GOAL OF THE EXERCISE. Copy the lines below word for word, keeping every one of them in order.

DATA EXTRACT.
------------------------------------

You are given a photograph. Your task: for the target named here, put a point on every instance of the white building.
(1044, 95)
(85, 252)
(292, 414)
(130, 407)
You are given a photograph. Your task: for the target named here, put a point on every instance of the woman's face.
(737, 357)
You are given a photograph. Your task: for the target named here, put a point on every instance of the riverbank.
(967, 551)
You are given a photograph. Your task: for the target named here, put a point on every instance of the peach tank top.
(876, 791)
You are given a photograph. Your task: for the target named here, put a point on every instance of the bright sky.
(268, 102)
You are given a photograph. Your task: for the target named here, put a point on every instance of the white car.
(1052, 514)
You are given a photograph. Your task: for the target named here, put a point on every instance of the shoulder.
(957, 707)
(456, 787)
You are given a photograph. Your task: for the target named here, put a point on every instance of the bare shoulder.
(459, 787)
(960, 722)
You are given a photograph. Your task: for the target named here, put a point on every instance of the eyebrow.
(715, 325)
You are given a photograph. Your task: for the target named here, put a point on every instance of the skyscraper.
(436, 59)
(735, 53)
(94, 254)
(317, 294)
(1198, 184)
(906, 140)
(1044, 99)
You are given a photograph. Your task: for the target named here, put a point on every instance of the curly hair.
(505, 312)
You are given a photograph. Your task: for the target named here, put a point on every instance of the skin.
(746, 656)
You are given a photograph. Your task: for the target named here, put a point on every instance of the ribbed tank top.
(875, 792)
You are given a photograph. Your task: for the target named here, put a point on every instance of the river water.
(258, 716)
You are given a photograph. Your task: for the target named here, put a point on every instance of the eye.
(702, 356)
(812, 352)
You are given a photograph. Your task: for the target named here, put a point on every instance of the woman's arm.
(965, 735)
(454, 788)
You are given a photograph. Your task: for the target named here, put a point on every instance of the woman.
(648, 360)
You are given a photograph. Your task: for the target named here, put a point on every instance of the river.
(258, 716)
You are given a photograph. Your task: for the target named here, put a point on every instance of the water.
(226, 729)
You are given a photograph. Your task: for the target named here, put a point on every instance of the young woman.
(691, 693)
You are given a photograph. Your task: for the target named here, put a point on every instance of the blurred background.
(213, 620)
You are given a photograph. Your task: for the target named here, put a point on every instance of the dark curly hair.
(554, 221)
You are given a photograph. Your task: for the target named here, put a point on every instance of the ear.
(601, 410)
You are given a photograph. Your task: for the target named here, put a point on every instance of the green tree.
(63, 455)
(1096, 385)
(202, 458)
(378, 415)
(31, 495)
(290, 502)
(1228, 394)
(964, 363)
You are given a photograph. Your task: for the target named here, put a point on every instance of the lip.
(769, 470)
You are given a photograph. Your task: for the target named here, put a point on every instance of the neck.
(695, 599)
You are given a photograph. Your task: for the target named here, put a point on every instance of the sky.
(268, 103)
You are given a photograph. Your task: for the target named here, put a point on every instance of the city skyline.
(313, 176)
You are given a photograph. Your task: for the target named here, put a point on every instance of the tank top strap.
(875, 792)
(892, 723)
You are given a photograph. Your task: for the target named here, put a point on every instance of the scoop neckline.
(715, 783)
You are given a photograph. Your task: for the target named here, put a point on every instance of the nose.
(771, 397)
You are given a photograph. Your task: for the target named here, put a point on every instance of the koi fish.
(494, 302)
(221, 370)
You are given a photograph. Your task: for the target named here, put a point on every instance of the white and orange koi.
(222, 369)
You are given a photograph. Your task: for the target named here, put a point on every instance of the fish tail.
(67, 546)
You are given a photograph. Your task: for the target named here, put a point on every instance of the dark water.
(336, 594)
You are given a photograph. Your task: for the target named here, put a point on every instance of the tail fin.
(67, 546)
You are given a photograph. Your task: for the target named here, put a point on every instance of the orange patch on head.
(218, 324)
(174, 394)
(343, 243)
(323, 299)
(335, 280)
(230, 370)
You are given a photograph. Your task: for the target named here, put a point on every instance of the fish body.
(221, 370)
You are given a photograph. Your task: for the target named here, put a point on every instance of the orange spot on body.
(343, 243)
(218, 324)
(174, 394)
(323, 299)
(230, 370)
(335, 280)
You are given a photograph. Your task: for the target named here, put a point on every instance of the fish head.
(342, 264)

------------------------------------

FULL SOLUTION.
You are given a photograph. Your task: for the target named here, put a point on every instance of the white building.
(1044, 95)
(85, 252)
(292, 414)
(130, 407)
You are given a photograph. Your task: for the target named here, put a point on every instance of the woman's face.
(737, 357)
You are given a photograph. Your task: for the target named here, put a point on every instance of the riverbank.
(967, 551)
You are given a photograph. Your task: for the target named here, put a point on every instance of the peach tank top.
(876, 791)
You are given a photograph. Your task: for the target named here, put a point on every instance of the bright sky.
(268, 102)
You are given a photograph. Your task: for the target named here, put a point on every instance of the white car.
(1052, 514)
You are given a photograph. Your task: for the target named here, put a point on every instance of the shoulder.
(957, 707)
(456, 787)
You are given a photograph. Your task: for the target named here, put a point on every instance of the bare shoulder.
(459, 787)
(960, 722)
You are given a photograph. Your task: for the target named here, put a point on every instance of the eyebrow.
(715, 325)
You are given a photograph. Your task: for the target named here, put a point on every instance of the skyscraper.
(436, 59)
(735, 53)
(94, 254)
(317, 294)
(1198, 184)
(906, 140)
(1044, 99)
You are given a photograph. Your task: for the target named here, put a point on every instance of the curly hair.
(505, 312)
You are given a photograph. Your task: for the target named here, put a point on every instance of the skin.
(746, 656)
You are given a photograph. Your task: for the target named here, put a point on every instance of the ribbed tank top.
(875, 792)
You are given a photograph. Your task: for the target named here, put a point on every instance of the river water.
(258, 716)
You are given a photograph. Your task: for the target named here, put a point on every instance of the eye.
(702, 356)
(812, 352)
You are given a photograph. Your task: for the target named here, put a point on every instance of the woman's arm.
(965, 735)
(454, 788)
You are given a photograph. Your task: for the target named here, put a point on every instance of the woman.
(648, 360)
You are given a photograph. Your task: for the target named here, put a point on every instance of the river.
(258, 716)
You are given a photograph. Your task: for the target named here, put a point on every instance of the water.
(226, 729)
You are given a photograph. Your task: for the target named here, put a point on every instance of the young woman.
(691, 693)
You are given a photograph. Your task: for the target named here, put a point on every instance of the blurred background.
(213, 620)
You are given a photograph. Your task: for the target named here, put a point on every instance of the dark curly hair.
(554, 221)
You are given a photograph. Your task: for the target named here, put a point on every instance of the ear.
(601, 410)
You are given a photograph. Your task: for the target named here, put a point on every instance of the green tree.
(63, 455)
(1096, 385)
(202, 458)
(378, 415)
(31, 495)
(290, 502)
(1228, 394)
(964, 363)
You are given a photograph. Your task: for the target named here, put a point on every instance of the lip.
(769, 470)
You are given a photograph. Your task: for the target named here, put a point on every instance of the neck.
(695, 599)
You are given a photograph. Your task: for the target named here, put a point on every instance of the sky.
(268, 103)
You are given a photograph. Your task: for the target named here, put a point on every instance of the city skyline.
(313, 176)
You are given a photograph. Your task: for the target named here, put a point on every instance of the tank top strap.
(875, 792)
(892, 723)
You are given a photograph. Your task: for the target named here, put a point on every instance of the scoop neckline.
(715, 783)
You are given a photograph. Your task: for the target named here, put a point on every instance of the nose.
(771, 397)
You are given a photograph. Your task: for the target named here, put a point on every instance of the koi fish.
(494, 302)
(221, 370)
You are given a photograph. Your task: for the target named here, put a point on every instance of the white and orange koi.
(222, 369)
You are given a photograph. Your task: for the target named here, put a point on every instance of the fish tail.
(67, 546)
You are given a photograph. Your task: for the target named here, put a point on every instance of the dark water.
(336, 594)
You are given a photograph. Your task: for the target named here, put a point on every instance of the tail fin.
(67, 546)
You are given a photograph. Your task: for the target named here, put a point on every instance of the orange patch on head.
(218, 324)
(174, 394)
(343, 243)
(323, 299)
(335, 280)
(230, 370)
You are given a photograph. Your task: for the target named here, put a point on every instance of the fish body.
(221, 370)
You are given a photograph. Your task: for the target named here, put a point on every instance of the orange spot on body.
(343, 243)
(218, 324)
(174, 394)
(323, 299)
(230, 370)
(335, 280)
You are given a photograph. Your task: for the target named here, put a point on every instance of the fish head.
(342, 264)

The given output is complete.